Aviso ao leitor: se você acredita que “bandido bom é bandido morto”, não se dê ao trabalho de ler essa crônica. Você vai se aborrecer muito. E não adianta me xingar, porque não leio nada que ultrapasse a linha divisória que separa a civilização da barbárie.

Mas se você acredita que o preso tem direito à vida e ao tratamento digno no cumprimento da pena pelo crime cometido, continue a ler.

A Papuda tem mais presos contaminados que 19 das cidades do Distrito Federal. A quantidade de detentos e de policiais penais contaminadas pelo corona é maior do que o número de pessoas livres em São Sebastião, no Riacho Fundo I, no Recanto das Emas, no Itapoã, no Sudoeste – cidades que cito como exemplo. É quase igual aos casos confirmados em Planaltina e no Guará.

Vale esclarecer que chamo de Papuda o complexo de seis unidades penitenciárias do DF, quatro delas instaladas na antiga fazenda que tem o nome de uma mulher que tinha bócio.

A proporção

De acordo com o balanço dessa sexta-feira (26/06), 1.286 detentos estão contaminadas no sistema penitenciário da capital. E o número de policiais infectados chega a oito. A quantidade de presidiários doentes é muito maior do que a de servidores. Não poderia ser de outro modo.

Nas penitenciárias do DF, a Covid-19 é uma pandemia cinco vezes mais pandêmica do que do lado de fora das grades. Se no quadrado, um em cada 73 brasilienses está contaminado; nas cadeias, um em cada 15 pegou o vírus, segundo dados oficiais.

Escrevo essa crônica num escritório de 7,5 metros quadrados, pequeno, mas bem maior do que os quartos de empregada dos apartamentos nobres do Plano Piloto. Há uma janela aberta para a rua, um pé de cactos ao alcance da minha mão. São quase nove horas da manhã desse sábado (27/06). Vejo, acima dos telhados das casas, um clarão de Sol sem nenhuma nuvem, ouço o latido de um cão e o cantar de muitos passarinhos e maritacas.

» Dados de origem:
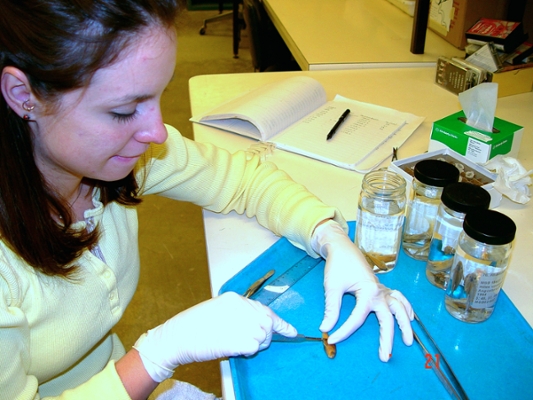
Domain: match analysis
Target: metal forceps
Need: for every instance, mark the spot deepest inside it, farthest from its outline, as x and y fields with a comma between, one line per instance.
x=452, y=384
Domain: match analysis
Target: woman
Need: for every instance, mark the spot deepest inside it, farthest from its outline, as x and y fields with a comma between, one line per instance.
x=81, y=140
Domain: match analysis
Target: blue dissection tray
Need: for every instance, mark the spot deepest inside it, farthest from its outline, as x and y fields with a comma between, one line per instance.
x=492, y=359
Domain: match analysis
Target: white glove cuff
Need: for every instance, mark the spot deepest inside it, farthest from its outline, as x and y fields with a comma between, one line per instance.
x=157, y=372
x=323, y=236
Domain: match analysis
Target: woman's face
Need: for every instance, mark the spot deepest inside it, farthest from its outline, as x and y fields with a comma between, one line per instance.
x=100, y=131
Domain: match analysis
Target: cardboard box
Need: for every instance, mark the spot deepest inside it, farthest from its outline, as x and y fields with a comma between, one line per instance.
x=515, y=81
x=475, y=144
x=466, y=13
x=471, y=172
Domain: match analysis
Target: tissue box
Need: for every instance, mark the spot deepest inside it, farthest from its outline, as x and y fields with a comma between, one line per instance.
x=470, y=171
x=476, y=145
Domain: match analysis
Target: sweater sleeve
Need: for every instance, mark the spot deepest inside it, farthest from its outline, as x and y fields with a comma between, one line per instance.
x=105, y=384
x=222, y=182
x=16, y=382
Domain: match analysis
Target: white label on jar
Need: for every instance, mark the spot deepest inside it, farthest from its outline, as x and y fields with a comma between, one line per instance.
x=421, y=217
x=481, y=281
x=488, y=288
x=448, y=233
x=378, y=233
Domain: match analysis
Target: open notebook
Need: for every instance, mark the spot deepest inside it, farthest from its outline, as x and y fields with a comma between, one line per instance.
x=295, y=115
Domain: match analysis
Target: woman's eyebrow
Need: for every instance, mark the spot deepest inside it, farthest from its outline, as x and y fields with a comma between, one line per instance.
x=134, y=98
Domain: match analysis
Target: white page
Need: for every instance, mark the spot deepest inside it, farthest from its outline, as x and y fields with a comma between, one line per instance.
x=362, y=132
x=270, y=108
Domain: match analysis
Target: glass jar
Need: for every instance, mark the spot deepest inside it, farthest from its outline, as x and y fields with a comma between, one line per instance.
x=457, y=199
x=430, y=178
x=479, y=265
x=380, y=217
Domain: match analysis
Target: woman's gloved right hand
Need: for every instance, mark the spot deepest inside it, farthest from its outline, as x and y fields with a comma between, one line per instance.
x=225, y=326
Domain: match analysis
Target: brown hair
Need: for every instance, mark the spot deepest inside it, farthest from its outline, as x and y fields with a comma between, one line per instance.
x=59, y=45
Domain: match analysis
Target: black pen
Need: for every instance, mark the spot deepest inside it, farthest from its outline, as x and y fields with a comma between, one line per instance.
x=337, y=124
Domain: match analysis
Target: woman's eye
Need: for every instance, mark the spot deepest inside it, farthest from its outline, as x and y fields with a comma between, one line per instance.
x=121, y=117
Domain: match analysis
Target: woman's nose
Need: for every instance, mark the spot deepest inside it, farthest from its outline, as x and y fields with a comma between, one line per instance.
x=153, y=130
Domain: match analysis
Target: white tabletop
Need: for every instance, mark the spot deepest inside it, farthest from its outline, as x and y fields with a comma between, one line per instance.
x=233, y=241
x=346, y=34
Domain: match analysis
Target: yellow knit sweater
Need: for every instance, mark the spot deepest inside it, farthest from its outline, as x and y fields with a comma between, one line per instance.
x=54, y=334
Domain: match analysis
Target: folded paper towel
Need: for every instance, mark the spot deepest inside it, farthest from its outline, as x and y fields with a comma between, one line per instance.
x=512, y=178
x=479, y=105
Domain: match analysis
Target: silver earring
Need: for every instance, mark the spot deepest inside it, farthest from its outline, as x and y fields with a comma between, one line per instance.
x=27, y=107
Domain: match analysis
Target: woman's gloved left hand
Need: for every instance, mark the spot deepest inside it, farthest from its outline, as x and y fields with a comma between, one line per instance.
x=347, y=271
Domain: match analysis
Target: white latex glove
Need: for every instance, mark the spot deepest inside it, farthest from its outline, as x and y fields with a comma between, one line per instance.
x=225, y=326
x=348, y=272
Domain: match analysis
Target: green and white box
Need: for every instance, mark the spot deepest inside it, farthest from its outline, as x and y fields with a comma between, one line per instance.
x=475, y=144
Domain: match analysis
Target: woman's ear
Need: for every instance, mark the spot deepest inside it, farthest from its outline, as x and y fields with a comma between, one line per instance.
x=16, y=90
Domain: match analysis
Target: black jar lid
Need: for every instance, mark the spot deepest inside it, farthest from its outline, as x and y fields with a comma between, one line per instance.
x=436, y=172
x=489, y=227
x=464, y=197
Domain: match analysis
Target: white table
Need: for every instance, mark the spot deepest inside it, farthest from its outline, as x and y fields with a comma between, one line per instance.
x=346, y=34
x=233, y=241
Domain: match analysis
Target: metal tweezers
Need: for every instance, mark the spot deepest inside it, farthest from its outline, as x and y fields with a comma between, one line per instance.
x=452, y=384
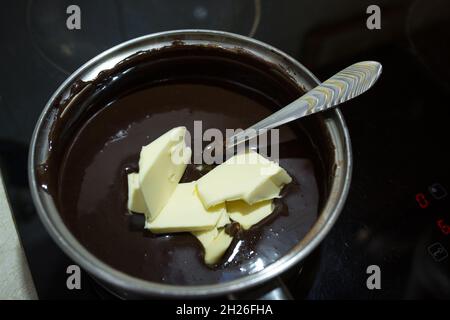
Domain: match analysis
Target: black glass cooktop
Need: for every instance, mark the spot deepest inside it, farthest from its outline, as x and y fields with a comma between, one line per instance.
x=397, y=216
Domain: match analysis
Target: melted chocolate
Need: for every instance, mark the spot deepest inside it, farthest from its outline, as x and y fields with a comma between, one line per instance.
x=98, y=141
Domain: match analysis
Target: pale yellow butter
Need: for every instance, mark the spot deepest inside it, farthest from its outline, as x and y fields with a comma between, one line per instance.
x=248, y=215
x=161, y=166
x=136, y=201
x=184, y=212
x=247, y=176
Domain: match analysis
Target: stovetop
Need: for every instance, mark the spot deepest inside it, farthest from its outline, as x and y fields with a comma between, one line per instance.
x=397, y=216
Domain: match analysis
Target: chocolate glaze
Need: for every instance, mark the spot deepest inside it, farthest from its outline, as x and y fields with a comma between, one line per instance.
x=103, y=124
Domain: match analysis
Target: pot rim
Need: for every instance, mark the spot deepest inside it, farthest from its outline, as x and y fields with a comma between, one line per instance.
x=326, y=219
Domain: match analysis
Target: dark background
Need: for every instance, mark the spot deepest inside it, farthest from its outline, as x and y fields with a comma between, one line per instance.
x=399, y=129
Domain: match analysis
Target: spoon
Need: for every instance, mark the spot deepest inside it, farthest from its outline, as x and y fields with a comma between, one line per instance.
x=343, y=86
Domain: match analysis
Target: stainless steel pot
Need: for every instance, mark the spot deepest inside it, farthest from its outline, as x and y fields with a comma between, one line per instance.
x=128, y=286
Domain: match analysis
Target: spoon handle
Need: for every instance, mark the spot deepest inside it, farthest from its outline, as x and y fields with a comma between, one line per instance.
x=344, y=85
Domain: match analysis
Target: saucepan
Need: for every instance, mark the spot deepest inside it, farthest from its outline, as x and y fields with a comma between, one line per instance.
x=331, y=135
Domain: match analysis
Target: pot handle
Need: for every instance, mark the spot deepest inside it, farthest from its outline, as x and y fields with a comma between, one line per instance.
x=273, y=290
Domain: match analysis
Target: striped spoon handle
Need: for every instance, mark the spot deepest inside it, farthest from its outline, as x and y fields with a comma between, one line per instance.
x=344, y=85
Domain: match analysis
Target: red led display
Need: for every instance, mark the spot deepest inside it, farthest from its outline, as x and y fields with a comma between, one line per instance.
x=422, y=200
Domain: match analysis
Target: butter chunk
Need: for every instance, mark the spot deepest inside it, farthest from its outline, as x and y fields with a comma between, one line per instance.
x=248, y=215
x=161, y=166
x=224, y=220
x=184, y=212
x=215, y=243
x=136, y=201
x=247, y=176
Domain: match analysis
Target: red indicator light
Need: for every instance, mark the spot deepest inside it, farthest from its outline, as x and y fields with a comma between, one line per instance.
x=445, y=228
x=422, y=200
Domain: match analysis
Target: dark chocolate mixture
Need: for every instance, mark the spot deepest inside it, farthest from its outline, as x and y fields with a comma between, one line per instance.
x=139, y=100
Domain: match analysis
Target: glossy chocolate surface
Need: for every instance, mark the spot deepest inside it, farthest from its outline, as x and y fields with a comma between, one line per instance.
x=107, y=121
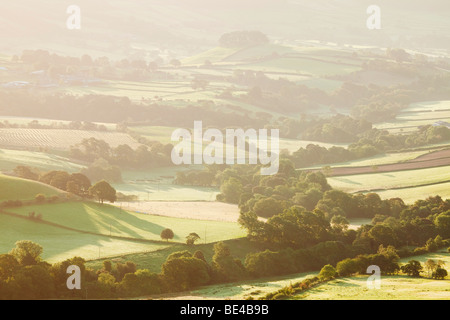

» Tarefa: Liste todas as localidades do Distrito Federal que a crônica sobre a Covid-19 na Papuda cita como exemplo de lugares com menos casos do que o sistema penitenciário.

» Resposta: As localidades citadas são São Sebastião, Riacho Fundo I, Recanto das Emas, Itapoã e Sudoeste.